▶ [Bereitgestellter Auszug]
================
Art. 6 Abs. 1 lit. a bzw. Art. 9 Abs. 2 lit. a DSGVO (Einwilligung) treffe ausschließlich eine Regelung über das „Ob“ der Datenverarbeitung, nicht über das „Wie„. Betroffene könnten nicht über Art. 32 DSGVO disponieren.

Meinungsstreit und Kritik

Richtig ist, dass Art. 6 DSGVO keine Rechtsgrundlage für die hier erforderliche Einwilligung sein kann. Art. 6 DSGVO setzt Bedingungen für die Rechtmäßigkeit der Verarbeitung; eine solche kann die Einwilligung nach Art. 6 Abs. 1 Satz 1 lit. 1 DSGVO sein. Sie beinhaltet allerdings nicht den Verzicht auf technische Maßnahmen der Datensicherheit.

Daher stellt sich die weitere Frage, ob eine verschlüsselte E-Mail überhaupt erforderlich ist und wenn, ob Betroffene aufgrund einer anderen Rechtsgrundlage auf den Schutz durch eine unverschlüsselte E-Mail verzichten können. Die österreichische Datenschutzbehörde verneint dies.
================
▶ [Datensatz]
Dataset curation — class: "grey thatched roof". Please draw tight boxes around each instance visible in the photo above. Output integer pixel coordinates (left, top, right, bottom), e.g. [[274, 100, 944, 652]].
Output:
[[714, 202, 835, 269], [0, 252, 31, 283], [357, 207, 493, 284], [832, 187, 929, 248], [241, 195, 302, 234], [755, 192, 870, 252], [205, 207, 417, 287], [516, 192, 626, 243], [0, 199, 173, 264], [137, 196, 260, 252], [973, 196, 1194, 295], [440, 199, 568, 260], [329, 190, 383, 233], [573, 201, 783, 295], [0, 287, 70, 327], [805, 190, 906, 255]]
================
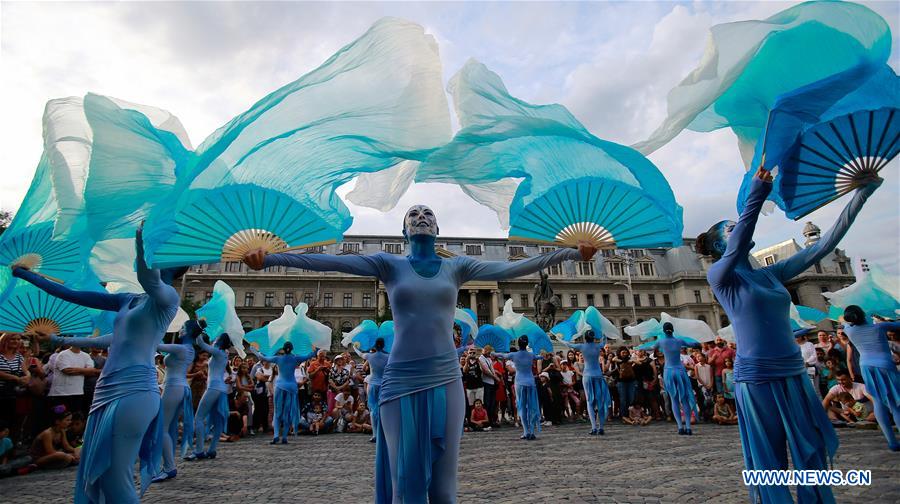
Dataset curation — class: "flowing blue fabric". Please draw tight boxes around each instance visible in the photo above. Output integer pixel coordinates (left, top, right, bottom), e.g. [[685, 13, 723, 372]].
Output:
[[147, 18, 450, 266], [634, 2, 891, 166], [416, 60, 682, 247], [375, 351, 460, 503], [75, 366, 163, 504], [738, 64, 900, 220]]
================
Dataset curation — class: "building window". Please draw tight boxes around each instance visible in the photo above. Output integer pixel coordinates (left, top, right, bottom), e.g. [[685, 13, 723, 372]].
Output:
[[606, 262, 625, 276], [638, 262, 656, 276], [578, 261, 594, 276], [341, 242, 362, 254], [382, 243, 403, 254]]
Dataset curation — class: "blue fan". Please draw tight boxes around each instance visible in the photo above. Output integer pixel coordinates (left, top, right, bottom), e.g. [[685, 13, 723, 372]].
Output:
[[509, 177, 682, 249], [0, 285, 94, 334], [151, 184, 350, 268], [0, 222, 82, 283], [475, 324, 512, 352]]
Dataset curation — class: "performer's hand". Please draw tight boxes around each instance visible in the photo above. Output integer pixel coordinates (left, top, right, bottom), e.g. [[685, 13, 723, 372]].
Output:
================
▶ [Aufgabenstellung] Was beinhaltet die Einwilligung laut dem Auszug zur DSGVO nicht? Die Daten stammen aus einer anderen Quelle als der Auszug.

▶ [Bearbeitete Aufgabe] Die Einwilligung beinhaltet nicht den Verzicht auf technische Maßnahmen der Datensicherheit.